● EXERCISE DIRECTIONS:
Please find every line in the records below that contains the word "window" and copy each one. Match case exactly.

----

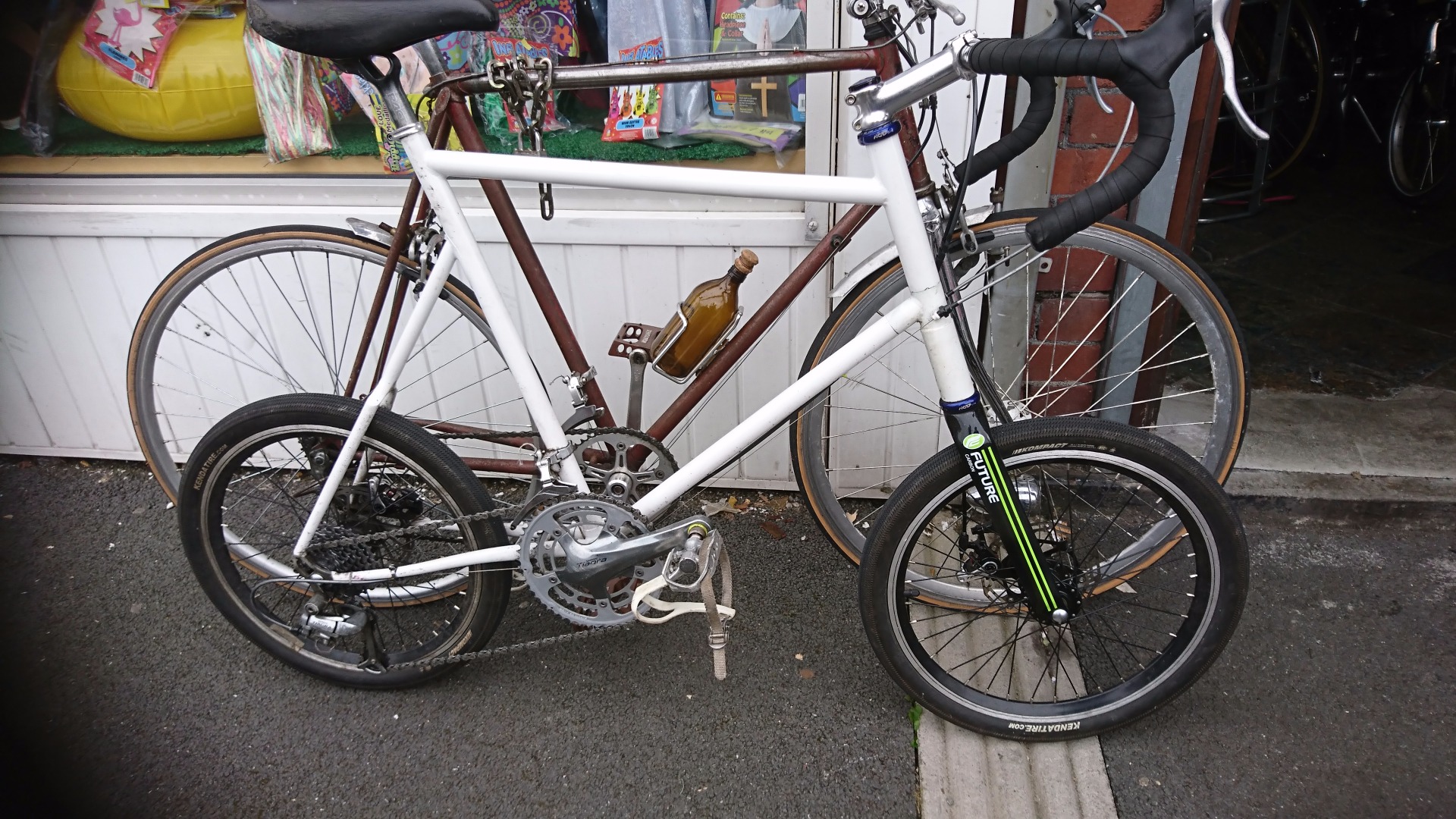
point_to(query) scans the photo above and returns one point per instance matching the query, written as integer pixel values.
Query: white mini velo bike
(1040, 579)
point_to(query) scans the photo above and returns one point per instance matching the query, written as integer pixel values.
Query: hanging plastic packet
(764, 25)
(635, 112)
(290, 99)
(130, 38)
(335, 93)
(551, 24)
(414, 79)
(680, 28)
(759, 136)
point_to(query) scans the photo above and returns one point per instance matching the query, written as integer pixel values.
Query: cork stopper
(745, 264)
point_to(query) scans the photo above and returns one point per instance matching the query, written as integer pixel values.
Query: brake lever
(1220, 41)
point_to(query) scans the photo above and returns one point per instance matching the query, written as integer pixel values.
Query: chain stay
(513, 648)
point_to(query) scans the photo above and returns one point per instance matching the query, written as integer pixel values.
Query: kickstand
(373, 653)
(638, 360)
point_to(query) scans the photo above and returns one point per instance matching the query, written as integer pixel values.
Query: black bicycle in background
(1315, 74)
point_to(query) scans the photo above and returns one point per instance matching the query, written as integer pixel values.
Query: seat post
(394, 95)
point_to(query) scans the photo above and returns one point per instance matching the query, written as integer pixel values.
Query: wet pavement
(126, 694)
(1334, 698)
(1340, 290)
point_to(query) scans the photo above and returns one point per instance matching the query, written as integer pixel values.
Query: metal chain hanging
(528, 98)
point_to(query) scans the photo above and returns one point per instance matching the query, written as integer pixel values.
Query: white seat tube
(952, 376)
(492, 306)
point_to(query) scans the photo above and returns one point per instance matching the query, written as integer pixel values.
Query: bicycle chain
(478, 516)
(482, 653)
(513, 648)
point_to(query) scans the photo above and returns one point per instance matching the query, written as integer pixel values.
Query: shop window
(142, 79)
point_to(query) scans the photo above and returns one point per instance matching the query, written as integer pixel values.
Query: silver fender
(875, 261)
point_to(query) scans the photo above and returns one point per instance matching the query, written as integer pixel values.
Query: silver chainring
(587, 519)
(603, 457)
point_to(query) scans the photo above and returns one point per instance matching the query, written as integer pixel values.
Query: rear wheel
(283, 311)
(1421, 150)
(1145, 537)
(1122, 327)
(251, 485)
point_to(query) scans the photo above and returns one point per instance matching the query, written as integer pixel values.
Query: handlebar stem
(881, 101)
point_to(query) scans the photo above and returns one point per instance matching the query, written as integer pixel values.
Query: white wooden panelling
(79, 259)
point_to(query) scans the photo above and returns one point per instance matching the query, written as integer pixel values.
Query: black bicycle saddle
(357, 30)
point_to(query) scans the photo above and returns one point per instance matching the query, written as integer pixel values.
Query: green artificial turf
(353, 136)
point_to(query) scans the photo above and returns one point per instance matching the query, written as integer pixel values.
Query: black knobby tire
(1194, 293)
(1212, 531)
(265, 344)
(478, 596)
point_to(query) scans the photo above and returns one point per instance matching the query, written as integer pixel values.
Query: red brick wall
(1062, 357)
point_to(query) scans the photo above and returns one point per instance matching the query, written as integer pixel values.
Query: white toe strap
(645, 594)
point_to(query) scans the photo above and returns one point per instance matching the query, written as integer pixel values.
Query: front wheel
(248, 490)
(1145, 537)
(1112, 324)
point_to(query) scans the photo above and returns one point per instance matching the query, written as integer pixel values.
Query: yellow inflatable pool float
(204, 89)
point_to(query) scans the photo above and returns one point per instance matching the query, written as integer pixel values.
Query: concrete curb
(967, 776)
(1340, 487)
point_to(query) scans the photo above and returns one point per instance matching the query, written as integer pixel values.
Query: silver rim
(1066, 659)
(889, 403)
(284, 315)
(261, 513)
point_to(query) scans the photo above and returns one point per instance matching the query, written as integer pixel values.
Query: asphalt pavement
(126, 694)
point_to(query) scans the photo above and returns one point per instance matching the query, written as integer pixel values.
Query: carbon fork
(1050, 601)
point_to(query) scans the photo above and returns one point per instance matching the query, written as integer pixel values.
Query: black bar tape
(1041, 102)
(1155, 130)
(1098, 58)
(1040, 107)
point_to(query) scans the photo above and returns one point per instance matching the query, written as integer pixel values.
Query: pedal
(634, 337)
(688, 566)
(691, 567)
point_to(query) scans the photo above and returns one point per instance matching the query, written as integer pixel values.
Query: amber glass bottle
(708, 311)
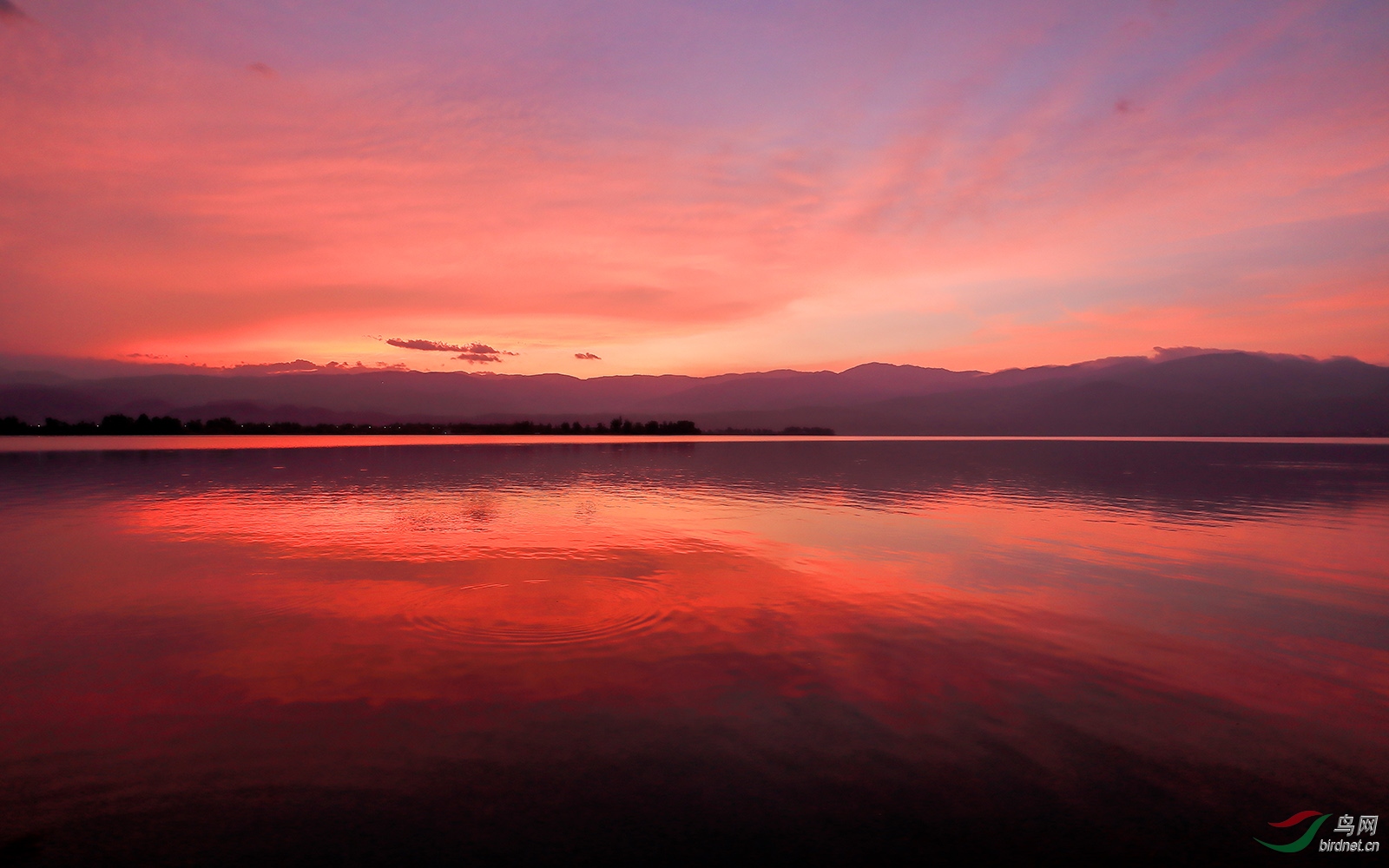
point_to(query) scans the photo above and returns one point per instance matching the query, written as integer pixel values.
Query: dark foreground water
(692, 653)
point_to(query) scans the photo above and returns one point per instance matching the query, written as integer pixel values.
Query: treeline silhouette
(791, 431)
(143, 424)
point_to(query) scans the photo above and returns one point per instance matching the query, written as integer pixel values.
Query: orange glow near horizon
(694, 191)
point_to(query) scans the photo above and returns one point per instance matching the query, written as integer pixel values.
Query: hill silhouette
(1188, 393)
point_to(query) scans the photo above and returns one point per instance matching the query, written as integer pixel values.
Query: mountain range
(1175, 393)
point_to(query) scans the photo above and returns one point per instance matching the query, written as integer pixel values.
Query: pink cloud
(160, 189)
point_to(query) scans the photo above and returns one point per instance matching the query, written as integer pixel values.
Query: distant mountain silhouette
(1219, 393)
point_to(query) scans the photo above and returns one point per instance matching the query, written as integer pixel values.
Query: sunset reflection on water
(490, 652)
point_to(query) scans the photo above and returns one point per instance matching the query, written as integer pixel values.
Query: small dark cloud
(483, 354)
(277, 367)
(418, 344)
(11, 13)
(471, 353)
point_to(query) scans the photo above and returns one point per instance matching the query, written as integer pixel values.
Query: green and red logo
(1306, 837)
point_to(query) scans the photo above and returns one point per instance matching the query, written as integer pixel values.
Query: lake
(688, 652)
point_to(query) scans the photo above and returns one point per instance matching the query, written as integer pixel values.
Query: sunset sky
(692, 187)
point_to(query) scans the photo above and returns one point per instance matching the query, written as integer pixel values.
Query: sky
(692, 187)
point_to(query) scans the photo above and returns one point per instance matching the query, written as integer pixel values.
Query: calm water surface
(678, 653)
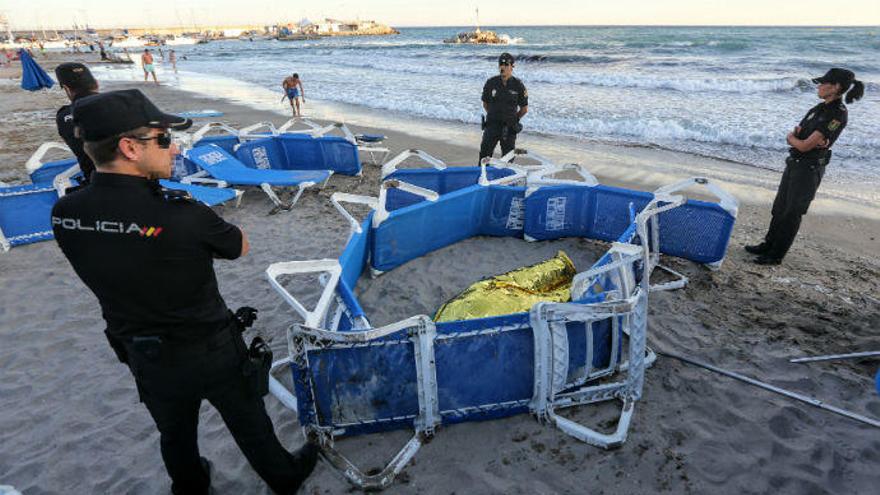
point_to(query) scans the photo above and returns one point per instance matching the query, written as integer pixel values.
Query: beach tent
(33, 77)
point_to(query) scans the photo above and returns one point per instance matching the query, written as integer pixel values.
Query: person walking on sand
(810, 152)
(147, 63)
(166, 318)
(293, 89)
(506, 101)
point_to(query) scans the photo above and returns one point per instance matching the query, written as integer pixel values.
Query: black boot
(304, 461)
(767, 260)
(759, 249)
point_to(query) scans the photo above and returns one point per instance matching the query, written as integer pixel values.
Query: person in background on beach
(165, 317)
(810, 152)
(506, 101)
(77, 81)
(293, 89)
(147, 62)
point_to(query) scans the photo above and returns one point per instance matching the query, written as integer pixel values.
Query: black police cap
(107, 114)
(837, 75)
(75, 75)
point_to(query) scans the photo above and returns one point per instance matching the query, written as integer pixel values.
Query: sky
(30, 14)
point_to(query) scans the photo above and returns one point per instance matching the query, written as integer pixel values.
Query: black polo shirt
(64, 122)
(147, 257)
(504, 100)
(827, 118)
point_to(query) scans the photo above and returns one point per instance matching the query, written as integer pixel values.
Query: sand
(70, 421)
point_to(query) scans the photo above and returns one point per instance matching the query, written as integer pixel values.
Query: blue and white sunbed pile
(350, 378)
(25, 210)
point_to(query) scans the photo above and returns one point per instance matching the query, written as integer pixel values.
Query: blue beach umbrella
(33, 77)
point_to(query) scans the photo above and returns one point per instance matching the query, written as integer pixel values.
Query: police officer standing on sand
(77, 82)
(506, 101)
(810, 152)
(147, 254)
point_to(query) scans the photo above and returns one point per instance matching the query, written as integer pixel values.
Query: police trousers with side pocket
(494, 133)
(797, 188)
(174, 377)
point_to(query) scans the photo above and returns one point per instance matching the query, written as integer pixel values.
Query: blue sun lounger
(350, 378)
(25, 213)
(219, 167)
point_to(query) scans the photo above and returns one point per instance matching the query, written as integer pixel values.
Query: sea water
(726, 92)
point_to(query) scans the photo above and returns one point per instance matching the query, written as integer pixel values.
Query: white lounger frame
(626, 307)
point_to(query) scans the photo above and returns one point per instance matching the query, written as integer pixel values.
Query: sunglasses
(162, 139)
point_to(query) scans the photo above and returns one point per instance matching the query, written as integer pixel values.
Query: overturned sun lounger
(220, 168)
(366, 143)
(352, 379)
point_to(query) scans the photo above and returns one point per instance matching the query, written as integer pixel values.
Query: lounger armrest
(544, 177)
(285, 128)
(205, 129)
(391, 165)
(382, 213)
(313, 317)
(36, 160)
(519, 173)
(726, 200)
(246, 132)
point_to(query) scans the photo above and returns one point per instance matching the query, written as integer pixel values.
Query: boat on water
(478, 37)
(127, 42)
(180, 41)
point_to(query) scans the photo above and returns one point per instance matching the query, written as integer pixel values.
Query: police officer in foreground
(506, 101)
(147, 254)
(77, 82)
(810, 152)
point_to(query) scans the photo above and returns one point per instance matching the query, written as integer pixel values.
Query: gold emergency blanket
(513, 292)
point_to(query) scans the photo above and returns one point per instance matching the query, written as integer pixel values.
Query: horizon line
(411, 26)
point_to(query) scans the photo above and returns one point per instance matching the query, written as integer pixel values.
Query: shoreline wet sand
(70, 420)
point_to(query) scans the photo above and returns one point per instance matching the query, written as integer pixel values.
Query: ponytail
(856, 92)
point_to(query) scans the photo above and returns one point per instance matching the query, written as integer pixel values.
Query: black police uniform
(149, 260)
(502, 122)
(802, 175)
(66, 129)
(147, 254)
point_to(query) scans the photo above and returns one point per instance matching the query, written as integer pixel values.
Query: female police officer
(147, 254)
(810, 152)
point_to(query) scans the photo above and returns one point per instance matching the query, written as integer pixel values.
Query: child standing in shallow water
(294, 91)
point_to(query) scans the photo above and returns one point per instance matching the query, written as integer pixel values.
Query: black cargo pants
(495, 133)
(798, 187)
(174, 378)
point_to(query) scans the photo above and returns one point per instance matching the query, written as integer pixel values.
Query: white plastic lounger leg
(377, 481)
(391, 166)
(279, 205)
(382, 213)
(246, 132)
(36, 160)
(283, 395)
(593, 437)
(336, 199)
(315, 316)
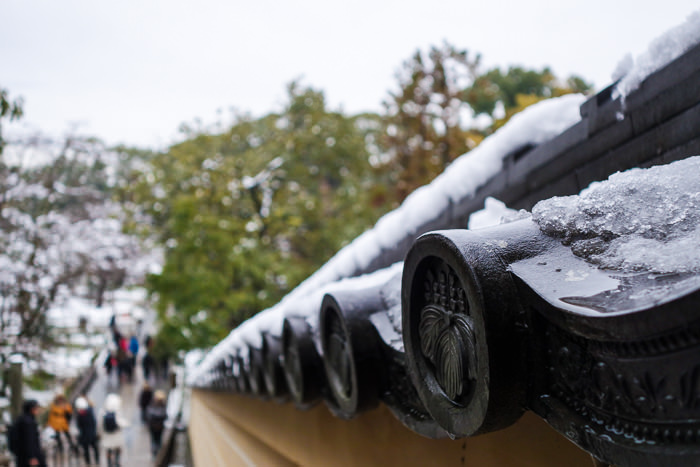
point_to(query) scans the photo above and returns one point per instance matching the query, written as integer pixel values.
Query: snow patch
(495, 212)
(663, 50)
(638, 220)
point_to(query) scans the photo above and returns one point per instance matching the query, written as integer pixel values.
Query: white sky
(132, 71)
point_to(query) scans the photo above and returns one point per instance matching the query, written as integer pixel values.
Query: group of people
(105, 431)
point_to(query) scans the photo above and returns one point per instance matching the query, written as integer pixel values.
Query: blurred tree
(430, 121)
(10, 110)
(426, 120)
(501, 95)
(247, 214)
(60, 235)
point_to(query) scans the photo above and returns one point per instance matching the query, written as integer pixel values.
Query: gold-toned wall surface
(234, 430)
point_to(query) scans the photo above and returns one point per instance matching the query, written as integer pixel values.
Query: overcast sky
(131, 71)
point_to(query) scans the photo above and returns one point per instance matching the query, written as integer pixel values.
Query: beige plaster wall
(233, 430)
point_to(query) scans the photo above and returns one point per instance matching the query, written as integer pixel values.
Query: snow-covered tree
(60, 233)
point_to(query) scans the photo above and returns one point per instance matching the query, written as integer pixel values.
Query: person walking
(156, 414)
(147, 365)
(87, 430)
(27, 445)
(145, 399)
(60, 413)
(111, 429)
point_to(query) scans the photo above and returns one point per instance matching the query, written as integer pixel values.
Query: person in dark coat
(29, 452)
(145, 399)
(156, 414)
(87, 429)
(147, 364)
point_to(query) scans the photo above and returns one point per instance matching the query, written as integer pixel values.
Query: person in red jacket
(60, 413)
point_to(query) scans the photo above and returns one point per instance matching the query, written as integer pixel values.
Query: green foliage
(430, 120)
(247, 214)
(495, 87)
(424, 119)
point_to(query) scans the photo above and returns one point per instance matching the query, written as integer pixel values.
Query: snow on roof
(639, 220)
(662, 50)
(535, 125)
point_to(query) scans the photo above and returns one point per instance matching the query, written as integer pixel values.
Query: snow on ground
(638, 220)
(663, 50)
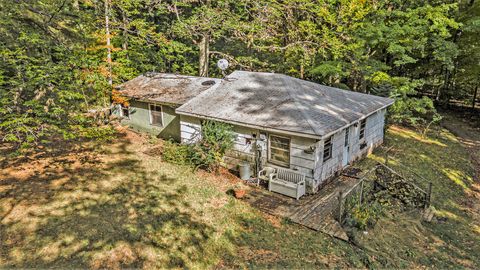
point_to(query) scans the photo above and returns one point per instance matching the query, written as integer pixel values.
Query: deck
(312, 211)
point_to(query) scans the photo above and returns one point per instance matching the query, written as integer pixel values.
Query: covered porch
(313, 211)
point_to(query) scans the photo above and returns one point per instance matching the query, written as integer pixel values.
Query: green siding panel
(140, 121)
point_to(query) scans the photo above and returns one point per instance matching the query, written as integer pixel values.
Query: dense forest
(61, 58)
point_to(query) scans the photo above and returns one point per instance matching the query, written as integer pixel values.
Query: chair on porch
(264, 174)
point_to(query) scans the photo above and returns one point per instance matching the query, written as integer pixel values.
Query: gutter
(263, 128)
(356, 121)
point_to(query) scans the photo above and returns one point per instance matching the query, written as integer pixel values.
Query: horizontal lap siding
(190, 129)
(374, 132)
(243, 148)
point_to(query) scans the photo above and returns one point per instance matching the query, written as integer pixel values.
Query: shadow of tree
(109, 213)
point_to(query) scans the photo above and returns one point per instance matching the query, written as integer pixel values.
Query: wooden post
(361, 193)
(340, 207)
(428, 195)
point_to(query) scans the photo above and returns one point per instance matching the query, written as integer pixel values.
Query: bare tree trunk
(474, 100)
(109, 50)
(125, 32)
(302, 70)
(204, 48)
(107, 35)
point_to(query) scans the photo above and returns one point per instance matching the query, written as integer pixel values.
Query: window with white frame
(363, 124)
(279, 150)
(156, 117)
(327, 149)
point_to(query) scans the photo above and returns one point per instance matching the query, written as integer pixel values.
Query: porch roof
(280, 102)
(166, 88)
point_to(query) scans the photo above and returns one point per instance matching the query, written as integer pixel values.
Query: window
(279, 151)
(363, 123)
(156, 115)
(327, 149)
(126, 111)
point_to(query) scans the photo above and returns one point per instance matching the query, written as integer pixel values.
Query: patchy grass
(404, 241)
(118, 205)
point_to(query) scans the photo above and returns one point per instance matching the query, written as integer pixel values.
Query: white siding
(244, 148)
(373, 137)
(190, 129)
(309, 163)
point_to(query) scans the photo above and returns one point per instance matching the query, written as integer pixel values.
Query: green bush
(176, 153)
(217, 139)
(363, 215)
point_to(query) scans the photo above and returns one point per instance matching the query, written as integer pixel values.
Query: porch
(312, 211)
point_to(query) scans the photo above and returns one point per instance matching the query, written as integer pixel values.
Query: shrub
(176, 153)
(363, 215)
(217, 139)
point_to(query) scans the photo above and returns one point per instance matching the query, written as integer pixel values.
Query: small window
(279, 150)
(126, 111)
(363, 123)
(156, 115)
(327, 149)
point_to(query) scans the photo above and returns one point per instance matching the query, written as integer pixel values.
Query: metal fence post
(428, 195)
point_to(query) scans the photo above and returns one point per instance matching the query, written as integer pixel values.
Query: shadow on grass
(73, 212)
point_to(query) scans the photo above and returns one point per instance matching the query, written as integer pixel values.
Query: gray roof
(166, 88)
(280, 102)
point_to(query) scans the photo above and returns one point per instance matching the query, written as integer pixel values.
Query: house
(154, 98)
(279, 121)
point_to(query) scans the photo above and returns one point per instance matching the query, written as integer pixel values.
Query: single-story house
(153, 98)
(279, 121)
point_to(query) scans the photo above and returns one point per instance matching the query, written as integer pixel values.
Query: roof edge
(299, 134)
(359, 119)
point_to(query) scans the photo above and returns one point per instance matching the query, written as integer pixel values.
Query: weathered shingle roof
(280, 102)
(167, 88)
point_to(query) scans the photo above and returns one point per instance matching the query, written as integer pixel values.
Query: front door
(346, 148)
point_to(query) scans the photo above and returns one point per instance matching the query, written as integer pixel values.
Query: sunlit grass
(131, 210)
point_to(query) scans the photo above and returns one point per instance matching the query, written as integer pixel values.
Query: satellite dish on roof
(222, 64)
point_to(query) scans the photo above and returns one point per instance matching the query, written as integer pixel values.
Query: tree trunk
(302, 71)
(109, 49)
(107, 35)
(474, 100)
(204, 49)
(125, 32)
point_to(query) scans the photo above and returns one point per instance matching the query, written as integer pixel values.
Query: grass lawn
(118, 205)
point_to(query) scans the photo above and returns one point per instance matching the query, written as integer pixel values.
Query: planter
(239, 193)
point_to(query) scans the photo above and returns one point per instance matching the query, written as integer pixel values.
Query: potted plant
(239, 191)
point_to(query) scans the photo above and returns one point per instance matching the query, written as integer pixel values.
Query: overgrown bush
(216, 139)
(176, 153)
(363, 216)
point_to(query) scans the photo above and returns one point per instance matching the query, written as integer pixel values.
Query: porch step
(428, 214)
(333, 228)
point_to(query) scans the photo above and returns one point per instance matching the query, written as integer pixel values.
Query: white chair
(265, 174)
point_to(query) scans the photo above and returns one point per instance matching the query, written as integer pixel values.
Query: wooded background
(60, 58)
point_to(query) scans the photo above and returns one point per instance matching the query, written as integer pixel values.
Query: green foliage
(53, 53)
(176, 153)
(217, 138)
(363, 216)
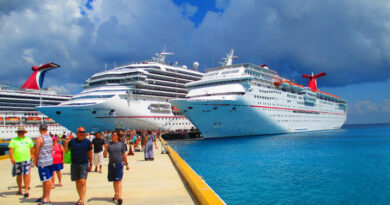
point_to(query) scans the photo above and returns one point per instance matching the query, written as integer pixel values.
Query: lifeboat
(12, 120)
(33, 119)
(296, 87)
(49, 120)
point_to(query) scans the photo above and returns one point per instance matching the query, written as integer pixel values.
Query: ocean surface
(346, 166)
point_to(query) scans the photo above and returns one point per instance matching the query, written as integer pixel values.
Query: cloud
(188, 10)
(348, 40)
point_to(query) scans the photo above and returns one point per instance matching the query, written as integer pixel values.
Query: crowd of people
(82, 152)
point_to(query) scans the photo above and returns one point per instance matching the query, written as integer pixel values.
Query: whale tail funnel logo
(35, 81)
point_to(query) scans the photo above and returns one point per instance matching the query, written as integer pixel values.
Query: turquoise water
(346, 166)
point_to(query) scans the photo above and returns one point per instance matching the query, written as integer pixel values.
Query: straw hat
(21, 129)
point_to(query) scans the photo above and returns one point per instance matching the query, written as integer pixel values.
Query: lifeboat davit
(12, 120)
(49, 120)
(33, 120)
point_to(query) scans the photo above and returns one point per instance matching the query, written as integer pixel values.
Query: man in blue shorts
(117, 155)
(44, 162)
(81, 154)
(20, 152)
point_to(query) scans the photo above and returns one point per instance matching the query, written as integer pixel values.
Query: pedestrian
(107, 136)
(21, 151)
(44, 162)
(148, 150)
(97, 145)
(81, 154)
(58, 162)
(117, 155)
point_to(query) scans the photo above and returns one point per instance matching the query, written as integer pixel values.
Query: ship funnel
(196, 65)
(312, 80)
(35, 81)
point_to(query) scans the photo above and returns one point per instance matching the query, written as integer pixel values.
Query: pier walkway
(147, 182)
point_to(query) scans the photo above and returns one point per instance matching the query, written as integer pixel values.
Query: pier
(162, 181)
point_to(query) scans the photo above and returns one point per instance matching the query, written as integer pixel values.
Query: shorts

----

● RESULT BELOW:
Query: shop window
Query: window with white frame
Query: window
Query: small window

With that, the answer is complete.